| 課題 A |
以下の提示文と次の記述(i)〜(iii)が合致するかを、それぞれ「はい」か「いいえ」で答えること。各答えには、判断の決め手となる提示文の語句を一字も変えずに引用して添えること。
(i) クラッチスリーブ上部の外円周は、固定プレート下部の内円周と嵌合接続する。
(ii) クラッチスリーブの上端面に突起を有する場合、固定プレートの下端面にも突起を有する。
(iii) クラッチスリーブ上部の内円周に突起を有する場合、固定プレート下部の外円周に凹部を有する。
| 課題 B |
以下の記録から、文字列「integer」を含む行をすべて書き出すこと。

| 提示文 |
- - - - - - -

前記クラッチスリーブの上端面に突起を有し、前記固定プレートの下端面に凹部を有する。
または前記クラッチスリーブの上端面に凹部を有し、前記固定プレートの下端面に突起を有する。
【0015】
前記クラッチスリーブ上部の外円周は、固定プレート下部の内円周と嵌合接続する。
前記クラッチスリーブ上部の外円周に突起を有し、前記固定プレート下部の内円周に凹部を有する。
または前記クラッチスリーブ上部の外円周に凹部を有し、前記固定プレート下部の内円周に突起を有する。
【0016】
前記クラッチスリーブ上部の内円周は、固定プレート下部の外円周と嵌合接続する。
前記クラッチスリーブ上部の内円周に突起を有し、前記固定プレート下部の外円周に凹部を有する。

- - - - - - -

| 入力データ |
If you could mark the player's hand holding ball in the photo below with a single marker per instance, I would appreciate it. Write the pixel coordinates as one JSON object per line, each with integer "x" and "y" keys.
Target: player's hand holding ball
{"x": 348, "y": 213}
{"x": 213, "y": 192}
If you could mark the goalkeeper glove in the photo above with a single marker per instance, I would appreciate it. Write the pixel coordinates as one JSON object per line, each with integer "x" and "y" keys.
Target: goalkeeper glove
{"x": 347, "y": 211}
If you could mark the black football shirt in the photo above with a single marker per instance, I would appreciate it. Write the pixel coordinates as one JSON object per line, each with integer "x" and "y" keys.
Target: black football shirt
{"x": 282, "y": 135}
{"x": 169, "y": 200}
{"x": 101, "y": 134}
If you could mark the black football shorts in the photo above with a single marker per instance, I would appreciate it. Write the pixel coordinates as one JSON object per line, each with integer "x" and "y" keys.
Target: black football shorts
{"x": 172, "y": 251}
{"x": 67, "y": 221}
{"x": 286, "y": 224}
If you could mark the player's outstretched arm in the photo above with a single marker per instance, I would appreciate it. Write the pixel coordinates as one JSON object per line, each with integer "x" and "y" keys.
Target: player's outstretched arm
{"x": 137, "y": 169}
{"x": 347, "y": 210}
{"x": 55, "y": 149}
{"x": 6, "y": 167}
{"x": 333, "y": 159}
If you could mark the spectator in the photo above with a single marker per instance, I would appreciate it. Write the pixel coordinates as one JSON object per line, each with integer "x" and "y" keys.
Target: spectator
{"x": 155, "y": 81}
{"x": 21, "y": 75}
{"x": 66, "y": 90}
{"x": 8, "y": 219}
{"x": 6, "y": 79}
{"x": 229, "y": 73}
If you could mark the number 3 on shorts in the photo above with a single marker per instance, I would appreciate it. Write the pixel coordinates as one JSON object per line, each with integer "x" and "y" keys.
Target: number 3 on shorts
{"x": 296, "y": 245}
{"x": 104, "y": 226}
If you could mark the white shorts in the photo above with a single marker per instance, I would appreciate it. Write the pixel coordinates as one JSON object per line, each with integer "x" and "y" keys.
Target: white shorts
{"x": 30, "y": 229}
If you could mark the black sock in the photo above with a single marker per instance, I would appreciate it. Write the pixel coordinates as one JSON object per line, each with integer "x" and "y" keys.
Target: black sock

- - - - - - -

| 解答 A |
(i) はい。「前記クラッチスリーブ上部の外円周は、固定プレート下部の内円周と嵌合接続する。」
(ii) いいえ。「前記クラッチスリーブの上端面に突起を有し、前記固定プレートの下端面に凹部を有する。」
(iii) はい。「前記クラッチスリーブ上部の内円周に突起を有し、前記固定プレート下部の外円周に凹部を有する。」

| 解答 B |
If you could mark the player's hand holding ball in the photo below with a single marker per instance, I would appreciate it. Write the pixel coordinates as one JSON object per line, each with integer "x" and "y" keys.
If you could mark the goalkeeper glove in the photo above with a single marker per instance, I would appreciate it. Write the pixel coordinates as one JSON object per line, each with integer "x" and "y" keys.
If you could mark the black football shirt in the photo above with a single marker per instance, I would appreciate it. Write the pixel coordinates as one JSON object per line, each with integer "x" and "y" keys.
If you could mark the black football shorts in the photo above with a single marker per instance, I would appreciate it. Write the pixel coordinates as one JSON object per line, each with integer "x" and "y" keys.
If you could mark the player's outstretched arm in the photo above with a single marker per instance, I would appreciate it. Write the pixel coordinates as one JSON object per line, each with integer "x" and "y" keys.
If you could mark the spectator in the photo above with a single marker per instance, I would appreciate it. Write the pixel coordinates as one JSON object per line, each with integer "x" and "y" keys.
If you could mark the number 3 on shorts in the photo above with a single marker per instance, I would appreciate it. Write the pixel coordinates as one JSON object per line, each with integer "x" and "y" keys.
If you could mark the white shorts in the photo above with a single marker per instance, I would appreciate it. Write the pixel coordinates as one JSON object per line, each with integer "x" and "y" keys.
If you could mark the black sock in the photo above with a single marker per instance, I would appreciate it. Write the pixel coordinates as one JSON object per line, each with integer "x" and "y" keys.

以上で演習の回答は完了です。